PROBLEM DETAILS
Update the passage on the COORDINATE-Diabetes trial between "COORDINATE-Diabetes was aimed" and "Medical Center, Dallas.", inclusive, changing "cardiologists" to "heart specialists".
START SELECTED PASSAGE
A symposium there focused on the recent randomized, controlled COORDINATE-Diabetes trial, which investigated a multipronged educational intervention in 43 U.S. cardiology clinics aimed at improving prescribing of guideline-recommended treatments for people with both type 2 diabetes and cardiovascular disease. Compared with clinics that were randomly assigned to offer usual care, the intervention significantly increased recommended prescribing of high-intensity statins, angiotensin-converting enzyme inhibitors or angiotensin receptor blockers (ARBs), and sodium-glucose cotransporter 2 (SGLT2) inhibitors and/or glucagonlike peptide 1 receptor agonists (GLP-1 agonists).

COORDINATE-Diabetes was aimed at cardiologists, who typically see these patients more often than do endocrinologists. However, the results are relevant to all health care providers involved in the care of those with type 2 diabetes, speakers argued at the ADA symposium.

“This is a cardiology study. I think it’s safe to say that not too many of you in the room are cardiologists. So why would you care about the results of the COORDINATE study?” said Ildiko Lingvay, MD, of the University of Texas Southwestern Medical Center, Dallas.

Dr. Lingvay went on to outline reasons that the COORDINATE findings apply to endocrinologists and primary care clinicians, as well as cardiologists. For one, a study from her institution that was presented at a recent internal medicine meeting showed that, among more than 10,000 patients with type 2 diabetes and cardiovascular disease, heart failure, and/or chronic kidney disease, the proportion of patients who were prescribed the appropriate guideline-indicated medications was 20.1% for those seen in primary care, 24.8% in endocrinology, 20.3% in cardiology, and 18.3% in nephrology.
END SELECTED PASSAGE
START DATA EXTRACTS
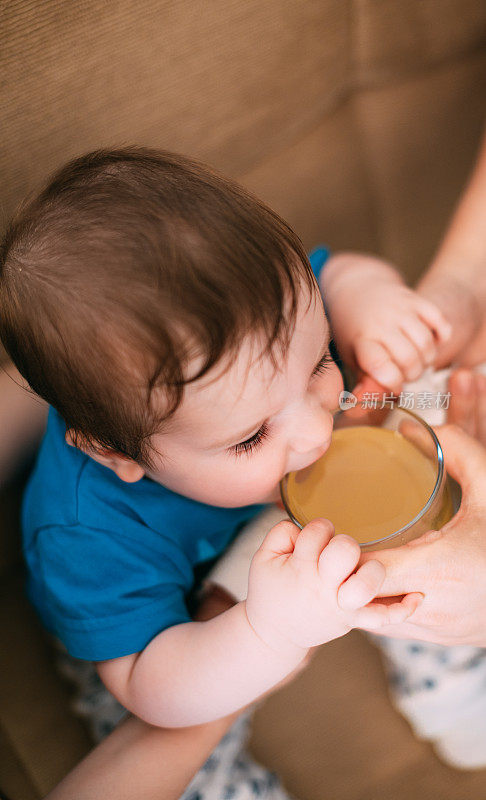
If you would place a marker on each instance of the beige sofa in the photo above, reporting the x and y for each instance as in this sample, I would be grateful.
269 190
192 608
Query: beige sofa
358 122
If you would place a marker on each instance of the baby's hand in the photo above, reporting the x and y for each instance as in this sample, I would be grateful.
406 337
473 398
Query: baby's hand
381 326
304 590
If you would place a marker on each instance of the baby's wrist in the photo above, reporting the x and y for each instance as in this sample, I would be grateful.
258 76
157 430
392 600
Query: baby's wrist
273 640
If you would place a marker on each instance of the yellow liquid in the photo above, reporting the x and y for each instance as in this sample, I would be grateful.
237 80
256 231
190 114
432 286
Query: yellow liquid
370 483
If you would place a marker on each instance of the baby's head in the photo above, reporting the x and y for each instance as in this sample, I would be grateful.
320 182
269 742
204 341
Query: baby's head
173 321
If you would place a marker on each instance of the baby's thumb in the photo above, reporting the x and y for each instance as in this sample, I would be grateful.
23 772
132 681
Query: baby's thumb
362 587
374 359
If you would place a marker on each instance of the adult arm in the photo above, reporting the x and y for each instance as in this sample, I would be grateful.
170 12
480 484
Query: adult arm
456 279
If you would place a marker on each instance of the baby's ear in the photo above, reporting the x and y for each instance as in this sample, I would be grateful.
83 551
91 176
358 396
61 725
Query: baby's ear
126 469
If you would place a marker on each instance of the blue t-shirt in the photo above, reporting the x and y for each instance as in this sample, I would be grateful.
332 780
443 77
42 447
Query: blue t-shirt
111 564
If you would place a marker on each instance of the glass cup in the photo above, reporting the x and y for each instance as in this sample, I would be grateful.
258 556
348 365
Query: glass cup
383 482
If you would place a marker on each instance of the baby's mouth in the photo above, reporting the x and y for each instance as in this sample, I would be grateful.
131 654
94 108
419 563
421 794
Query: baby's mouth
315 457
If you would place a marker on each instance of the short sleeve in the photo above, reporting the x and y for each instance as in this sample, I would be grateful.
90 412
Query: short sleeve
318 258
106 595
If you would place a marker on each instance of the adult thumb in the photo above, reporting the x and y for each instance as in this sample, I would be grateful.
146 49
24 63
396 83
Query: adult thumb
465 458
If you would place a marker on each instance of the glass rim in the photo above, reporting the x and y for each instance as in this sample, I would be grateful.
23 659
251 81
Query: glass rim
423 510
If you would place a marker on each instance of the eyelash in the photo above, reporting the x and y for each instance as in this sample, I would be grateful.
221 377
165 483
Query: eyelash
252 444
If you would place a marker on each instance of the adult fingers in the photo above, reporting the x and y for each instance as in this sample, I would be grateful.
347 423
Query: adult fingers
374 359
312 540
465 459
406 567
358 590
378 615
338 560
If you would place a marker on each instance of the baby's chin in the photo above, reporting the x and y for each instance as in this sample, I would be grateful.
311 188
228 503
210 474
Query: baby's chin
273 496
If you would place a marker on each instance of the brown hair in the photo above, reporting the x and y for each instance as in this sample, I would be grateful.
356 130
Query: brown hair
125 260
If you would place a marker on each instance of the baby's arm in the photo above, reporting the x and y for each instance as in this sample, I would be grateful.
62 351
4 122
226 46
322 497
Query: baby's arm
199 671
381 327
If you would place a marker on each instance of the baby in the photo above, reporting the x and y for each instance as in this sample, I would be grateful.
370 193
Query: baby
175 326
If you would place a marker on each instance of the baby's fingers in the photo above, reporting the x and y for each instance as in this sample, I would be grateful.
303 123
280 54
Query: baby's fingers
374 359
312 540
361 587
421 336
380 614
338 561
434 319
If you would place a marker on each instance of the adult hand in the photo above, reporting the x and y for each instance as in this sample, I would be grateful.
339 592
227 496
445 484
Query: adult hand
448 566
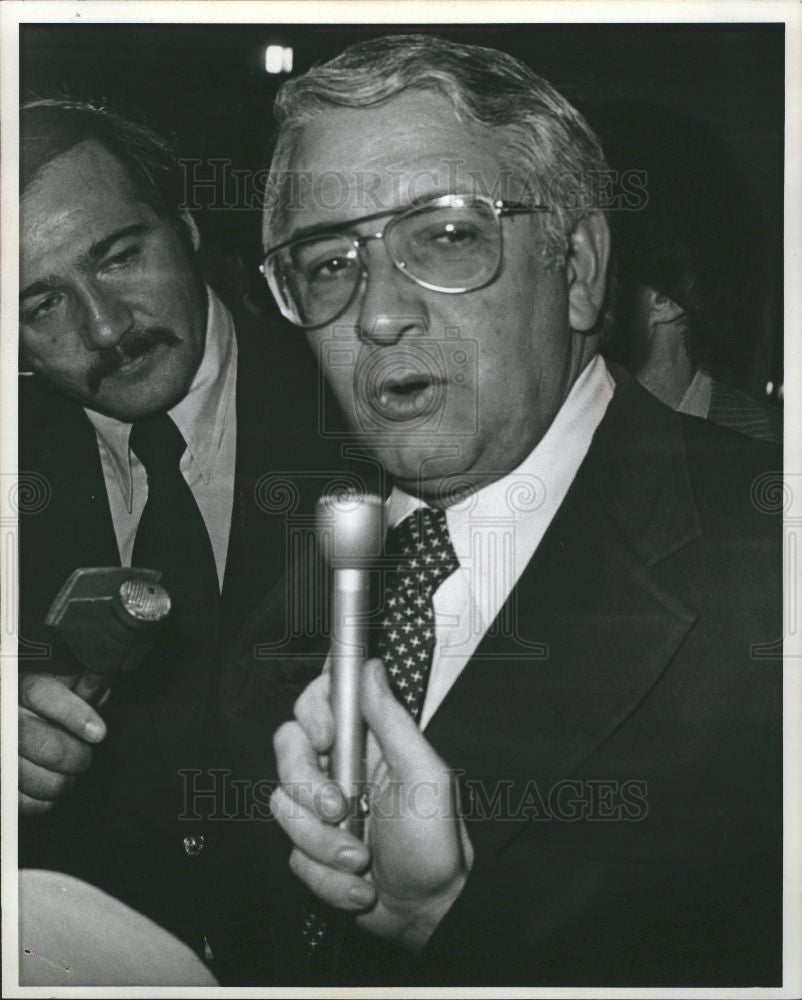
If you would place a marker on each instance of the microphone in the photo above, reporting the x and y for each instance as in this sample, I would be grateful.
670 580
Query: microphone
END DATA EXTRACTS
WRITTEN SOLUTION
COORDINATE-Diabetes was aimed at heart specialists, who typically see these patients more often than do endocrinologists. However, the results are relevant to all health care providers involved in the care of those with type 2 diabetes, speakers argued at the ADA symposium.

“This is a cardiology study. I think it’s safe to say that not too many of you in the room are heart specialists. So why would you care about the results of the COORDINATE study?” said Ildiko Lingvay, MD, of the University of Texas Southwestern Medical Center, Dallas.